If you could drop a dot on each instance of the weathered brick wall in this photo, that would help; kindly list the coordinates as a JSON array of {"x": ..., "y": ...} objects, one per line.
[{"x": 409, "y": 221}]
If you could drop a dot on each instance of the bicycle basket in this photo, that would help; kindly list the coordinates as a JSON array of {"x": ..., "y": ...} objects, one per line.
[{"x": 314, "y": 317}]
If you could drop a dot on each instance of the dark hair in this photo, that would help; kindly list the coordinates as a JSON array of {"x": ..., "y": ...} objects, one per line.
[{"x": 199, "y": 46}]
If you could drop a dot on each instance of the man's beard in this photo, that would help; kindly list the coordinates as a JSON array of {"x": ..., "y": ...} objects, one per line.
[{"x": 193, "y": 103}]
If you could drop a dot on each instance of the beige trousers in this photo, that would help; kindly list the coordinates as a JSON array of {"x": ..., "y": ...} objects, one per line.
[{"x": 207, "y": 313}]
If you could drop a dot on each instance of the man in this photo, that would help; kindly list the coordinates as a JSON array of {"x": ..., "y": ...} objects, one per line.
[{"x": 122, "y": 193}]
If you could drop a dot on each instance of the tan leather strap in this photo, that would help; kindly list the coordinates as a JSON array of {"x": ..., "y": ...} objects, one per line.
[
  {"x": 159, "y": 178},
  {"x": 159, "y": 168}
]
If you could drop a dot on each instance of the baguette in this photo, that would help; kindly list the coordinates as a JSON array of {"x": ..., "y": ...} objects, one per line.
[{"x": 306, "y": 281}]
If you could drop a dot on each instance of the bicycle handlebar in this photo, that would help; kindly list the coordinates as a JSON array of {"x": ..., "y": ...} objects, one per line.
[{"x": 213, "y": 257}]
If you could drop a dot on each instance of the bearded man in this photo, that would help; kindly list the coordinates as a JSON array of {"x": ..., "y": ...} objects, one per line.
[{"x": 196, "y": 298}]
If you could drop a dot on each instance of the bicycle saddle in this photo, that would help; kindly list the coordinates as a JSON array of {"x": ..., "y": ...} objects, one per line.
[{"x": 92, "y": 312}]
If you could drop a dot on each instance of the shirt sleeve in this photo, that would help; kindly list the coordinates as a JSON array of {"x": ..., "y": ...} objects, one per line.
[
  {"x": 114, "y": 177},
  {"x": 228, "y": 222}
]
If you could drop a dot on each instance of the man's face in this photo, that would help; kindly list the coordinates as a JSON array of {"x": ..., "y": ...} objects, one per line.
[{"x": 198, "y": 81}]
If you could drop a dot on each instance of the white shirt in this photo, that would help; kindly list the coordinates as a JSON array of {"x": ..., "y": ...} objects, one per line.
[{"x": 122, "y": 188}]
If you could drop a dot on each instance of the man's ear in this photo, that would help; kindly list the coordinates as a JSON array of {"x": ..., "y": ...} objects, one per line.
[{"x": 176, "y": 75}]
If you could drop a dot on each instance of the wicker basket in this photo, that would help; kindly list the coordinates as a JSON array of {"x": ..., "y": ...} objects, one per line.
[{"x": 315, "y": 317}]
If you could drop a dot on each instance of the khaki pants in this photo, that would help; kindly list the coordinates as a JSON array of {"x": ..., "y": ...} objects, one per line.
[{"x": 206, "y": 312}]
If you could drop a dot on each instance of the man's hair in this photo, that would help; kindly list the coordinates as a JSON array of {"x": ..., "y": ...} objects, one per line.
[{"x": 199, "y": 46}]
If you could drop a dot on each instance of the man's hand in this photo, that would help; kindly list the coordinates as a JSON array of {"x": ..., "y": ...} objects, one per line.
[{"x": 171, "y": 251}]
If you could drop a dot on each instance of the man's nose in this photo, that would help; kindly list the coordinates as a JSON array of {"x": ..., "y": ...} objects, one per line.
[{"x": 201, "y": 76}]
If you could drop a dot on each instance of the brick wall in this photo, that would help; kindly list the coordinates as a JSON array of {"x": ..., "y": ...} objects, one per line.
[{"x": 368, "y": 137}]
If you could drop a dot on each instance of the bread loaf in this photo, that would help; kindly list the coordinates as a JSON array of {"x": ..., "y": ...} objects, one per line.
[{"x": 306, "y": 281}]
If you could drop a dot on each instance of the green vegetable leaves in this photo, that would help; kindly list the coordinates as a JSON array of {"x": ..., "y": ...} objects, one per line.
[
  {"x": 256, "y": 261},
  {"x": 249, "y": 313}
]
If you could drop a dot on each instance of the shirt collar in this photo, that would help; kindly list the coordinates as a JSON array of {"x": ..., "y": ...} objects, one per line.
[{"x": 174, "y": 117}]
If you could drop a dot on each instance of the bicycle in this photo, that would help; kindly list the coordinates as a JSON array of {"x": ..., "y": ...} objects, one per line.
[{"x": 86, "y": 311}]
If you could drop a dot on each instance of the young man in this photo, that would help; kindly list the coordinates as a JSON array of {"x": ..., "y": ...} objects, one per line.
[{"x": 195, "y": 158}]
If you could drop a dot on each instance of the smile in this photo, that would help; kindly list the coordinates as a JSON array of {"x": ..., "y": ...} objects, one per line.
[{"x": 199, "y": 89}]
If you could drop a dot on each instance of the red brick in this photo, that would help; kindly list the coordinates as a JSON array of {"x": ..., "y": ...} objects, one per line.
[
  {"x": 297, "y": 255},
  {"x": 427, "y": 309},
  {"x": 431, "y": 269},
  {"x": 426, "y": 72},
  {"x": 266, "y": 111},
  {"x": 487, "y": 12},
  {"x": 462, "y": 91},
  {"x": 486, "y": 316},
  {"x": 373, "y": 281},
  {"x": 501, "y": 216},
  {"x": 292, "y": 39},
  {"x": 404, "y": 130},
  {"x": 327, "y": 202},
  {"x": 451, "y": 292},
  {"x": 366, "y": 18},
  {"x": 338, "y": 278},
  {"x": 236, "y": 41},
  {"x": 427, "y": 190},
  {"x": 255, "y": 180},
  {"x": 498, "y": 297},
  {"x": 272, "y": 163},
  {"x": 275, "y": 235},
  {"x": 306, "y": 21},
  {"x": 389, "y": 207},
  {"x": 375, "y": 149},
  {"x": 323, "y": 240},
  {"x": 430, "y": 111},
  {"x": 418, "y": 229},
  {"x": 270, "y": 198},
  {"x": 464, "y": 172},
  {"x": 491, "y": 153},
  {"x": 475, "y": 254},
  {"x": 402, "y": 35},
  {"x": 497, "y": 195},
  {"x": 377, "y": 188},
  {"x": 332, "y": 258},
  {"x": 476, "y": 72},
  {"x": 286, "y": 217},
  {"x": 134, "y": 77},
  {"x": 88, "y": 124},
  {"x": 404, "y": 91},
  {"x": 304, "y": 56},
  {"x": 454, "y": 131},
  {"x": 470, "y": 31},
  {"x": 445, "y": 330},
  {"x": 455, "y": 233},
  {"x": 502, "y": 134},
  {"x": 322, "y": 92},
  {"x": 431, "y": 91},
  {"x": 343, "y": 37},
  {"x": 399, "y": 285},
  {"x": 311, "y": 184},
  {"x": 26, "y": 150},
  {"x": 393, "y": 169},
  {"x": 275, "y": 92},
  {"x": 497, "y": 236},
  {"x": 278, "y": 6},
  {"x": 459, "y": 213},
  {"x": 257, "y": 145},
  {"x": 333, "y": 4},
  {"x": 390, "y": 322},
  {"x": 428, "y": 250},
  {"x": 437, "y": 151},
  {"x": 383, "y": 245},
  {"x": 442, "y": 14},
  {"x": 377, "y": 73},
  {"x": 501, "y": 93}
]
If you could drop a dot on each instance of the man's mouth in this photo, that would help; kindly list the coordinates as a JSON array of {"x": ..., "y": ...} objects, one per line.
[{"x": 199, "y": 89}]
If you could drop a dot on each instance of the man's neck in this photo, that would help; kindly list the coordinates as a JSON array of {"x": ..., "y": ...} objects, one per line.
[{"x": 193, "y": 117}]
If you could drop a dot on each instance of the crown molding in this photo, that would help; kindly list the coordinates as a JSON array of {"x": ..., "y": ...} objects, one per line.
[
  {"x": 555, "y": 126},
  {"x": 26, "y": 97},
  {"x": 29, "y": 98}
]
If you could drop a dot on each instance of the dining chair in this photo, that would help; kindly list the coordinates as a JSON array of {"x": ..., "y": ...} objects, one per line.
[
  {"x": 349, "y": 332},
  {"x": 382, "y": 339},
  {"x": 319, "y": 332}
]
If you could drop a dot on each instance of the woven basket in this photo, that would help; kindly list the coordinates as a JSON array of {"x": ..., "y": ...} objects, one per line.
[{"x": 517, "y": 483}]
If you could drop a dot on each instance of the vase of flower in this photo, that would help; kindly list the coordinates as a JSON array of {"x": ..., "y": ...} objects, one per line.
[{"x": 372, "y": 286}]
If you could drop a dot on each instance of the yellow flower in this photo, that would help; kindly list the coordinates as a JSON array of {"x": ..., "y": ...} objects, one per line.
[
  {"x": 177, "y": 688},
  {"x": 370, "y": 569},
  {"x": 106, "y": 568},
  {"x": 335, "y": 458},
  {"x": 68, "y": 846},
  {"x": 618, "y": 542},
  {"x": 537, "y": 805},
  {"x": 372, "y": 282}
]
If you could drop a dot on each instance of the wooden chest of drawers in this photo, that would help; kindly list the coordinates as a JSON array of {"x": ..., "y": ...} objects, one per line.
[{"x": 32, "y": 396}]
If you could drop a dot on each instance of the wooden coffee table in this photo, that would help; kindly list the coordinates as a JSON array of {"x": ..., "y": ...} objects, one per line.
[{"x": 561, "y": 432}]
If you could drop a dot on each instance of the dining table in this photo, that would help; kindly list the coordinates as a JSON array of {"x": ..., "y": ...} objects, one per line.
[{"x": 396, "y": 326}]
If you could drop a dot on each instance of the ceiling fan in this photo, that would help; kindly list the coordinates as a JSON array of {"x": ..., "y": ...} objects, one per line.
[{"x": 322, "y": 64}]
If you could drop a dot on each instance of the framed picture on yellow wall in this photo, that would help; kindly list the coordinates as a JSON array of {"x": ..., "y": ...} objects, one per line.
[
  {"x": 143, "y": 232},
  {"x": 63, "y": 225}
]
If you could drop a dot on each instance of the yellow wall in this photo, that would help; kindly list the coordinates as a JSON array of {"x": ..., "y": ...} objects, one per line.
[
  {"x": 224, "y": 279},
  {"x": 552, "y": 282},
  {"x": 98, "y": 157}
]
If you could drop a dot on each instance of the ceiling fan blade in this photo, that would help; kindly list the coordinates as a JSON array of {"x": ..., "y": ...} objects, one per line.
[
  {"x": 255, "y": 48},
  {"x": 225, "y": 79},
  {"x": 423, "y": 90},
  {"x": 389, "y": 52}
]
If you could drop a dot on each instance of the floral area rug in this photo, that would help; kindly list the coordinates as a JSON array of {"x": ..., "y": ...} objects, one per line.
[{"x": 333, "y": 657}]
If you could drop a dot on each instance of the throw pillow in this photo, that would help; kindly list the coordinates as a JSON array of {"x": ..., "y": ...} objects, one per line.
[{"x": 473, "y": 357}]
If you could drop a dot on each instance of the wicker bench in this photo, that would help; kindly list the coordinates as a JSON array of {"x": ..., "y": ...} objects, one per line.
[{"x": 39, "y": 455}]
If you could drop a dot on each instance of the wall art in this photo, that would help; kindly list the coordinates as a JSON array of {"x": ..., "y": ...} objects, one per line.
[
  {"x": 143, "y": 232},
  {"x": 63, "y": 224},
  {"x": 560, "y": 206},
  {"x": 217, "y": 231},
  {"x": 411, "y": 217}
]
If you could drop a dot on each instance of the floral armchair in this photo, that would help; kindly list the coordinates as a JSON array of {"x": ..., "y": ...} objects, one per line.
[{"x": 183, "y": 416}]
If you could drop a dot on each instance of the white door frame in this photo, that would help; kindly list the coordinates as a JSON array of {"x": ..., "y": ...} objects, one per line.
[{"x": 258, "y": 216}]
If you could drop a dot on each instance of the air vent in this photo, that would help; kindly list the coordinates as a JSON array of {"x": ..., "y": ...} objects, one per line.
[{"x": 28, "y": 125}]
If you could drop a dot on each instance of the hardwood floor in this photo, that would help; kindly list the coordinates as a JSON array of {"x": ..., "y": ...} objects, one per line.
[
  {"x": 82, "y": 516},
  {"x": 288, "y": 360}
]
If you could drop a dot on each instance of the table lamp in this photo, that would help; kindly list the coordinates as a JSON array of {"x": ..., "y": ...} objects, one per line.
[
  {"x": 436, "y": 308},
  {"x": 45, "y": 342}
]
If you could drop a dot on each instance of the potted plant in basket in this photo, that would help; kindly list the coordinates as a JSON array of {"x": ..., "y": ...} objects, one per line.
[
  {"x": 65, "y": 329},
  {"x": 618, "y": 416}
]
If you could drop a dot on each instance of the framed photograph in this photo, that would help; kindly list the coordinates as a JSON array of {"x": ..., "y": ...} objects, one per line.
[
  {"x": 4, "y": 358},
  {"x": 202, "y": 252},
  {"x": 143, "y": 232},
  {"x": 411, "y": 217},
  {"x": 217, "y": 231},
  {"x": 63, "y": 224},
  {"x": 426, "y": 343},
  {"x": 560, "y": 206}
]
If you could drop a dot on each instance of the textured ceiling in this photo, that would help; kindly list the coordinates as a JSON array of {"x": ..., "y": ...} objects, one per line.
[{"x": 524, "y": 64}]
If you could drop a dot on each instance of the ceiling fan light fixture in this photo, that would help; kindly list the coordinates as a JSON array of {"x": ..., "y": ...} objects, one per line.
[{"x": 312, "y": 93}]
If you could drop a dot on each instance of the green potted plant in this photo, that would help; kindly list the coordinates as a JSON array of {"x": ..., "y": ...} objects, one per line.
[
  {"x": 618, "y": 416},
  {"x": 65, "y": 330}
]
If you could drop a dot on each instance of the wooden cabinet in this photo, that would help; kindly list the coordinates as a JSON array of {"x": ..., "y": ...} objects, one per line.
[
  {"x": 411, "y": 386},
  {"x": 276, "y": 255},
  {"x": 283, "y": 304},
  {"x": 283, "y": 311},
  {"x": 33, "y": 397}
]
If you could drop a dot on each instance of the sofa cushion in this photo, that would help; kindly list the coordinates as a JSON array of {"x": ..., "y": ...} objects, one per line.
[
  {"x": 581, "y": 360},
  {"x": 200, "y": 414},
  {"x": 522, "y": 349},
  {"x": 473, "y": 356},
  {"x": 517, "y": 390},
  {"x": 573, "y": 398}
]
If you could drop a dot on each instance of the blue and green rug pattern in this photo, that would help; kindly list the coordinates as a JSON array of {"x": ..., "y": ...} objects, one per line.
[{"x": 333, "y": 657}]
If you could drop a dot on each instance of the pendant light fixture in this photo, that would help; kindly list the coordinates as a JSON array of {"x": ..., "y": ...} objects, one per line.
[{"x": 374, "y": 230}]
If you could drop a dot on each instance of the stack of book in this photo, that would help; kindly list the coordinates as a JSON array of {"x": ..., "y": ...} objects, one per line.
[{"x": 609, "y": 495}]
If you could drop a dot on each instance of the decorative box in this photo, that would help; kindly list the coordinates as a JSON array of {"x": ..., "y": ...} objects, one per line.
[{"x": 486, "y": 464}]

* Problem
Take the lines from the one containing "of the pendant" to the last line of the material above and write them out exactly.

* Reply
If you could drop a dot on each instance of the pendant light fixture in this photo, that would help; kindly list the coordinates as a JSON array of {"x": ..., "y": ...} objects, one per line.
[{"x": 374, "y": 230}]
If you could drop a dot on each instance of the stack of book in this photo, that would help; kindly list the coordinates as a JSON array of {"x": ..., "y": ...} objects, one per line.
[{"x": 609, "y": 495}]
If you could drop a dot on each instance of the decorative box in this photo, that would help; kindly list the coordinates as a JSON array of {"x": ..., "y": ...} objects, one per line.
[{"x": 486, "y": 464}]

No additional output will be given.